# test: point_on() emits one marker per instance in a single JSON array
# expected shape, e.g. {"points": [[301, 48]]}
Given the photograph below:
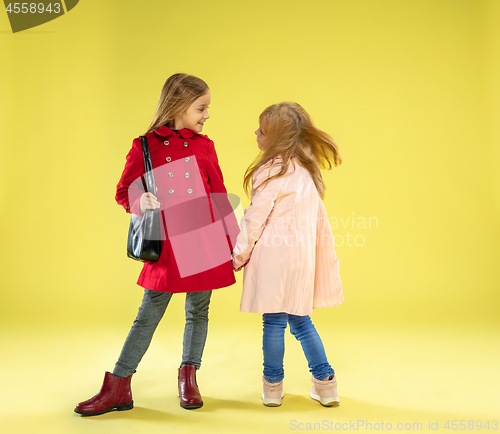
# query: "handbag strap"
{"points": [[148, 165]]}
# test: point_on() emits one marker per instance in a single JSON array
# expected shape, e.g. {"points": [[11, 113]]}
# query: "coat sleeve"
{"points": [[130, 187], [220, 198], [254, 220]]}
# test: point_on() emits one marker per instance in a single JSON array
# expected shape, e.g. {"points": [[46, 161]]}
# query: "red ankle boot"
{"points": [[115, 394], [188, 389]]}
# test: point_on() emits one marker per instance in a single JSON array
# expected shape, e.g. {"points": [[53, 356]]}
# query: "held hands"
{"points": [[149, 201]]}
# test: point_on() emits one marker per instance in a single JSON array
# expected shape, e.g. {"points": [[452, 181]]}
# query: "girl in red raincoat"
{"points": [[198, 231]]}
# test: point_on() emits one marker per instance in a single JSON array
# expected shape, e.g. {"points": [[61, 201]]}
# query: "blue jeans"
{"points": [[273, 345], [154, 304]]}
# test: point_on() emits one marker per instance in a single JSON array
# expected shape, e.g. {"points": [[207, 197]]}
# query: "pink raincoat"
{"points": [[287, 245]]}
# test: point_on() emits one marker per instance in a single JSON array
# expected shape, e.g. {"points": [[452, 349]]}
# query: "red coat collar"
{"points": [[164, 131]]}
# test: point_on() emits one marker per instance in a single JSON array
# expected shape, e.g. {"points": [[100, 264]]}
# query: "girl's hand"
{"points": [[149, 201]]}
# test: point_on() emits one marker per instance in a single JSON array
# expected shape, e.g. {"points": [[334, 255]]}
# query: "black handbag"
{"points": [[144, 234]]}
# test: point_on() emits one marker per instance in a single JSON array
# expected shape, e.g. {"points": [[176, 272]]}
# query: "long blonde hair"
{"points": [[290, 132], [178, 93]]}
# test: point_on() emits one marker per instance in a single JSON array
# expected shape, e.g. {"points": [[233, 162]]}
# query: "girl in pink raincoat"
{"points": [[287, 247]]}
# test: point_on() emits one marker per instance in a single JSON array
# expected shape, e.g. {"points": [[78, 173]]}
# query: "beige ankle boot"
{"points": [[325, 391], [272, 394]]}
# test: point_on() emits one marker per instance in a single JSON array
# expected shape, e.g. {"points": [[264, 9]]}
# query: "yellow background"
{"points": [[409, 91]]}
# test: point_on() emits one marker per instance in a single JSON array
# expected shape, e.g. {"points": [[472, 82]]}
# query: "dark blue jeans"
{"points": [[273, 345]]}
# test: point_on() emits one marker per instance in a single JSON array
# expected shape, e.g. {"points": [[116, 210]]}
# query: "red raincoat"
{"points": [[198, 226]]}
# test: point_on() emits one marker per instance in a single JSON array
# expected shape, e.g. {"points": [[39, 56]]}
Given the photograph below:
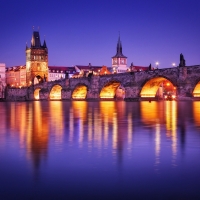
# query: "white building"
{"points": [[119, 61], [2, 79]]}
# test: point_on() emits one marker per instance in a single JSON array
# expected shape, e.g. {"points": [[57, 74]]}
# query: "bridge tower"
{"points": [[119, 61], [36, 61]]}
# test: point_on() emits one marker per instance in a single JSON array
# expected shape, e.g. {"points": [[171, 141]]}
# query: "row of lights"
{"points": [[157, 63]]}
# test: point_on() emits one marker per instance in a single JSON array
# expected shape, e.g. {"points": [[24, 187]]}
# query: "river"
{"points": [[99, 150]]}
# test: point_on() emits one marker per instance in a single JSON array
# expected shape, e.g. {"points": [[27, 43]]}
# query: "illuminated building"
{"points": [[56, 73], [134, 68], [16, 76], [119, 61], [36, 61], [2, 79], [82, 70]]}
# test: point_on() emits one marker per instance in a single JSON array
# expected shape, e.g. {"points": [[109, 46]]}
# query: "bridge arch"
{"points": [[80, 92], [55, 92], [112, 89], [157, 87], [37, 93], [37, 79], [196, 90]]}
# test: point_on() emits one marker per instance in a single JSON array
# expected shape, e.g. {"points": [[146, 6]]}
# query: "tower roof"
{"points": [[35, 41], [119, 53]]}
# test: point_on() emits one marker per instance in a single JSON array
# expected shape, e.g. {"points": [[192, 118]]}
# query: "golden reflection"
{"points": [[196, 111], [196, 92], [37, 137], [115, 131], [90, 127], [55, 93], [109, 90], [56, 121], [108, 110], [151, 87], [150, 112], [171, 124], [37, 93], [97, 128], [80, 113], [157, 144], [130, 129], [71, 125], [80, 92]]}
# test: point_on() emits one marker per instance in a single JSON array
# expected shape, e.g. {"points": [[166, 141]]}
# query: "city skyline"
{"points": [[82, 32]]}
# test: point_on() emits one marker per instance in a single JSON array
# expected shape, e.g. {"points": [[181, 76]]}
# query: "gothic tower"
{"points": [[36, 61], [119, 61]]}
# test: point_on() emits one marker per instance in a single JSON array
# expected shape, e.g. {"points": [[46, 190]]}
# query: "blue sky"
{"points": [[79, 32]]}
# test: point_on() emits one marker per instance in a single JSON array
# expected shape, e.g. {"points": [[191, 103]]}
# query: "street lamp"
{"points": [[157, 63]]}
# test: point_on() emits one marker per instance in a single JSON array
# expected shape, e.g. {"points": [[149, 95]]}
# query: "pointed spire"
{"points": [[119, 53], [119, 45], [44, 44], [35, 41], [26, 46]]}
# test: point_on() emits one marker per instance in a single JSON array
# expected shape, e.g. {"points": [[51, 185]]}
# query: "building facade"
{"points": [[119, 61], [36, 61], [16, 76], [56, 72], [2, 79]]}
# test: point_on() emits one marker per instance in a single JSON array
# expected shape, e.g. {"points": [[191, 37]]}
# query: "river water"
{"points": [[99, 150]]}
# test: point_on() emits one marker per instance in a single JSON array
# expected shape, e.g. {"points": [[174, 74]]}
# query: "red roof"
{"points": [[138, 68]]}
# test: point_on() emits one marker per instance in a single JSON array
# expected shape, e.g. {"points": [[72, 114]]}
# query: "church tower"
{"points": [[36, 61], [119, 61]]}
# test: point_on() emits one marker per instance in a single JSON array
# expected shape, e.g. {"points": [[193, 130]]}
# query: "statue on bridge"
{"points": [[182, 61]]}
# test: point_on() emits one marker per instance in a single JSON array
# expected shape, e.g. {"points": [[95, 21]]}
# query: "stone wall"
{"points": [[184, 78]]}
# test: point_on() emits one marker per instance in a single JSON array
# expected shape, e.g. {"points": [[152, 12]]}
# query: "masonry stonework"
{"points": [[184, 79]]}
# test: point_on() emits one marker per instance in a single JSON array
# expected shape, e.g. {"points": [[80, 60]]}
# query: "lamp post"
{"points": [[157, 63]]}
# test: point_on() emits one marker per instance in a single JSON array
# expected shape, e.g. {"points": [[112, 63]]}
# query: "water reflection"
{"points": [[96, 124], [78, 144]]}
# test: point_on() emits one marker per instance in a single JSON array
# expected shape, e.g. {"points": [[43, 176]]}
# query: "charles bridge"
{"points": [[134, 86]]}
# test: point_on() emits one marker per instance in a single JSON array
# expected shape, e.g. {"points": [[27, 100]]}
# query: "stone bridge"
{"points": [[130, 86]]}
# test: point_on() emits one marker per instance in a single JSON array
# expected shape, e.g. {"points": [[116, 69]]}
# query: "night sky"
{"points": [[78, 32]]}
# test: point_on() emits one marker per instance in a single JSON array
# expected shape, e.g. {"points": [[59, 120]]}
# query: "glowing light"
{"points": [[55, 93], [109, 90], [196, 92], [37, 93], [151, 87], [80, 92]]}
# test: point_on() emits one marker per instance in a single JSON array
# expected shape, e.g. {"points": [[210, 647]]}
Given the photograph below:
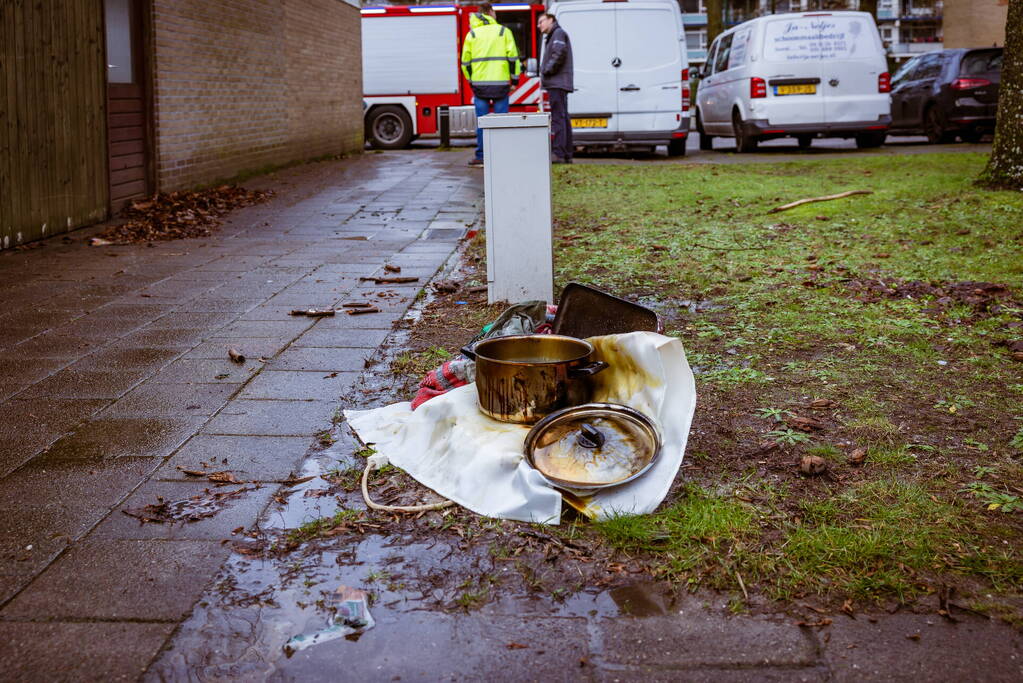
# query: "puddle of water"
{"points": [[241, 628]]}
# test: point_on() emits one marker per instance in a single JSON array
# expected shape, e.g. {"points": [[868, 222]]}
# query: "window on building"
{"points": [[929, 67], [120, 67]]}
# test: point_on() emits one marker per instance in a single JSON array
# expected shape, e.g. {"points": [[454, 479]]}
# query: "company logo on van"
{"points": [[818, 25], [814, 39]]}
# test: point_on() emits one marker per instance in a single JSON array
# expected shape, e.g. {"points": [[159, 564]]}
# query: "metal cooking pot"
{"points": [[523, 377]]}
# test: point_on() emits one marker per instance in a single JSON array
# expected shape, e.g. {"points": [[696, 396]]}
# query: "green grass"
{"points": [[315, 528], [925, 384], [877, 540]]}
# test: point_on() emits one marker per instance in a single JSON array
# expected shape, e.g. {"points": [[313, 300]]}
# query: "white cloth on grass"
{"points": [[451, 447]]}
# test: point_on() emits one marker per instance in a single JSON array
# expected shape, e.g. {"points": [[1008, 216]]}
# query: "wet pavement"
{"points": [[116, 384]]}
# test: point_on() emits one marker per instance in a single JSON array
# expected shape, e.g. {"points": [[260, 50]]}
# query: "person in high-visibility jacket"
{"points": [[490, 62]]}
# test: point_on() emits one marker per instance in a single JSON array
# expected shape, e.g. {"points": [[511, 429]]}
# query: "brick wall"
{"points": [[975, 23], [242, 84]]}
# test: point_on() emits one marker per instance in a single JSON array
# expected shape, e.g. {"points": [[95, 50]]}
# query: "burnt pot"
{"points": [[524, 377]]}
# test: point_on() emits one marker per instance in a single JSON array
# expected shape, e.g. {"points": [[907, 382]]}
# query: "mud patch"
{"points": [[986, 299]]}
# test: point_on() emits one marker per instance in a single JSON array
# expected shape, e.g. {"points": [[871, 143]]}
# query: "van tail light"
________________
- **AIM**
Show every line of the items above that contains the word "water".

- **FULL RESPONSE**
# query: "river water"
# query: "water reflection"
# query: "puddle of water"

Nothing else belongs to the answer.